▶ _Task_:
Return the listing below verbatim, leaving out the pictures.

▶ _Recorded data_:
┄┄┄┄┄┄┄┄┄┄

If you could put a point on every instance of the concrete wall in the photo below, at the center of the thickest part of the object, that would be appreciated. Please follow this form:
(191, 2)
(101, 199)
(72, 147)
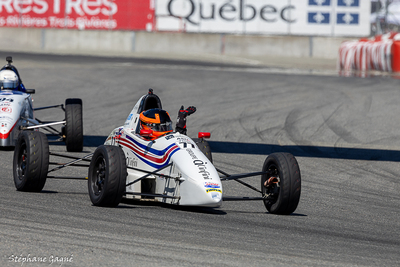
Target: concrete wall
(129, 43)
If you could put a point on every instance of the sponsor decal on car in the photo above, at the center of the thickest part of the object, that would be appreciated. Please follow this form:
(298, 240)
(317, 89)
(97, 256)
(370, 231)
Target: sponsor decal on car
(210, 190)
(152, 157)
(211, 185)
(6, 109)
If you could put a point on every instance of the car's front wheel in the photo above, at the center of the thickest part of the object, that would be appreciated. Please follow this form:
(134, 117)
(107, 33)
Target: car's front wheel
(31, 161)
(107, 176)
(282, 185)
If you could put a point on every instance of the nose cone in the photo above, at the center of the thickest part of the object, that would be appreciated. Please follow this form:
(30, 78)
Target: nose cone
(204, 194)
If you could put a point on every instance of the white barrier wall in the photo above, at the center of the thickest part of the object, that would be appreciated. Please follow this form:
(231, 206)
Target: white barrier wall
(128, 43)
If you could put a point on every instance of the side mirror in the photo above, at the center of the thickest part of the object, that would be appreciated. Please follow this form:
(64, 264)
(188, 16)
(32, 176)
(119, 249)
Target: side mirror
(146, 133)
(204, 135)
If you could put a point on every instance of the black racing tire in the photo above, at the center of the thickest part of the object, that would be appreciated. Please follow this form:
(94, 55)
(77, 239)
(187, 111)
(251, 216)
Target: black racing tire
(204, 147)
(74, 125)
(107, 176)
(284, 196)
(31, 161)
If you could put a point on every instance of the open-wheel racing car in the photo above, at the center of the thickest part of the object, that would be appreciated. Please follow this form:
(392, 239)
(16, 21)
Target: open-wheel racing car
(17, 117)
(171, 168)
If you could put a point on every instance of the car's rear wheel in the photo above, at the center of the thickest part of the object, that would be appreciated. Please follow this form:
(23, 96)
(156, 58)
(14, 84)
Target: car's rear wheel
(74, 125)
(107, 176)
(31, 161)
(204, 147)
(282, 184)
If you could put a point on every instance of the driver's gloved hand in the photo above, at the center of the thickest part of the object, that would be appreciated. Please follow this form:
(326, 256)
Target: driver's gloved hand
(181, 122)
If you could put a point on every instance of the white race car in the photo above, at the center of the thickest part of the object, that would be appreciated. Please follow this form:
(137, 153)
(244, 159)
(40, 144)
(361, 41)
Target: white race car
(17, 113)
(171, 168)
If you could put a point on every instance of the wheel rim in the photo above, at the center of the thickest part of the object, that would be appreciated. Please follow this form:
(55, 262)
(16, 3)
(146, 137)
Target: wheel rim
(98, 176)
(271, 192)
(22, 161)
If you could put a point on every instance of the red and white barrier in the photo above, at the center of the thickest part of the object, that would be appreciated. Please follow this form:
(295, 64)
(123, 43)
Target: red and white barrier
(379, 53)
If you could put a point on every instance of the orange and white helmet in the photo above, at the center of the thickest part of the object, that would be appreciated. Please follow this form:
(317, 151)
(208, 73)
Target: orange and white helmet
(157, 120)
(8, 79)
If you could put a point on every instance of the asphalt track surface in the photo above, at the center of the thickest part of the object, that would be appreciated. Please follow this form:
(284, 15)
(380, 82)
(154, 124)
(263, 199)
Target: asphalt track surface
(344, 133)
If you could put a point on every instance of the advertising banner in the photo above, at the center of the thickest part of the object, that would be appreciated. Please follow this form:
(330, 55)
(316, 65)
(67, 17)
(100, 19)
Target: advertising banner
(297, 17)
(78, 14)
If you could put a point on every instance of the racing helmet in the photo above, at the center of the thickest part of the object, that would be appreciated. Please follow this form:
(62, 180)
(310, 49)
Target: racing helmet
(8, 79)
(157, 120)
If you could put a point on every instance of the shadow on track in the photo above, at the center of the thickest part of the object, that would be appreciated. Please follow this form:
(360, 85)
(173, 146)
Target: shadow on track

┄┄┄┄┄┄┄┄┄┄

▶ _Response to the exercise_:
If you could put a point on every instance of the concrete wall in the photo below, at the center of the thickest part of the object, that would be appreciated. Please follow this form:
(191, 2)
(101, 199)
(72, 147)
Target: concrete wall
(129, 43)
If you could put a point on every instance of the sponsor decal on car in the photo above, at the center of the thickest part of the object, that would be appreciated. Please follow this form:
(298, 240)
(317, 89)
(97, 256)
(370, 231)
Target: sponsor decal on car
(210, 190)
(152, 157)
(211, 185)
(6, 109)
If you could put a point on every instance of the car's front wheel in the photo above, at the center of the thickest part of the object, that would be appreciated. Please follow this form:
(134, 117)
(107, 33)
Target: car's front wheel
(31, 161)
(107, 176)
(282, 185)
If you could put a point on every instance of the nose cone in the photo above, at the center of the thickest part of the object, that would be appreciated. Please follow this form:
(30, 78)
Target: nose cone
(204, 194)
If you could put a point on every instance of the white barrier wall in the photo above, at the center of the thickest part of the object, that would be appreciated. Please follow this form:
(231, 206)
Target: white barrier wall
(128, 43)
If you could put a point on every instance of the side mirror in the photo above, at the center of the thickest part of the object, that would be appreciated. Please follow this form:
(64, 264)
(188, 16)
(32, 176)
(119, 249)
Target: side mirror
(146, 133)
(204, 135)
If you could put a point on every instance of the black racing tire in the photo above, at the center of the thickest part of the object, that would be appreciated. Please follow this form:
(94, 55)
(77, 239)
(187, 111)
(251, 216)
Target: black racing tire
(204, 147)
(74, 125)
(107, 176)
(284, 196)
(31, 161)
If you could put a point on every instance of the open-wheel racing car in the photo above, at the center of the thickest part of the object, that would be appreciated. Please follow this form:
(392, 239)
(16, 21)
Target: open-wheel racing car
(17, 117)
(171, 168)
If you could put a point on every instance of the car's rear wheel in the photo above, at the center of the thickest part of the object, that would be appreciated. Please follow this form:
(23, 96)
(156, 58)
(14, 84)
Target: car's rear wheel
(74, 125)
(107, 176)
(31, 161)
(204, 147)
(282, 184)
If you could put a point on every instance of the driver's gloved hand in the photo above, at the center of the thickest part of the object, that would be appreciated. Please follow this form:
(326, 256)
Target: driver's gloved hand
(181, 122)
If you could put a point on every instance of the white race car in the photo above, at the center of the thickest part of the object, that would be appreciated. Please follow this form:
(137, 153)
(244, 159)
(40, 144)
(361, 41)
Target: white race car
(17, 113)
(171, 168)
If you could put a point on every instance of the wheel rim in the photo above, at the center of the thickest part of the object, that would be appreciated. Please follow this form:
(55, 262)
(16, 3)
(146, 137)
Target: wheel rim
(98, 176)
(271, 192)
(22, 161)
If you could put a point on every instance of the red and white barrier in the photo above, at the center of the thickest part of the object, that would be appreciated. Please follow this form:
(295, 64)
(123, 43)
Target: red and white barrier
(379, 53)
If you could put a point on every instance of the orange and white helmet in the photo above, at the center of the thickest part of the object, that would be appreciated. Please follow this form:
(317, 151)
(208, 73)
Target: orange and white helmet
(157, 120)
(8, 79)
If you could put a point on every instance of the asphalt track surface in the photo above, at the center of the thickest part of the object, that would be appreciated. Please follow this form:
(284, 15)
(380, 82)
(154, 124)
(263, 199)
Target: asphalt track surface
(344, 133)
If you could put a point on every instance of the advertising banner in the photo above, at the center of the thickest part of the object, that would be appreciated. Please follow this form:
(330, 55)
(316, 65)
(67, 17)
(100, 19)
Target: advertising banner
(297, 17)
(78, 14)
If you could put a point on every instance of the racing helmet in the photo above, at the center of the thickest part of the object, that would be appreciated. Please follow this form:
(62, 180)
(310, 49)
Target: racing helmet
(8, 79)
(157, 120)
If you could put a point on every instance of the shadow on track in the photo above, at the center of the thickest part of the object, that would be appreciated. Please follow this form:
(360, 85)
(173, 146)
Target: shadow on track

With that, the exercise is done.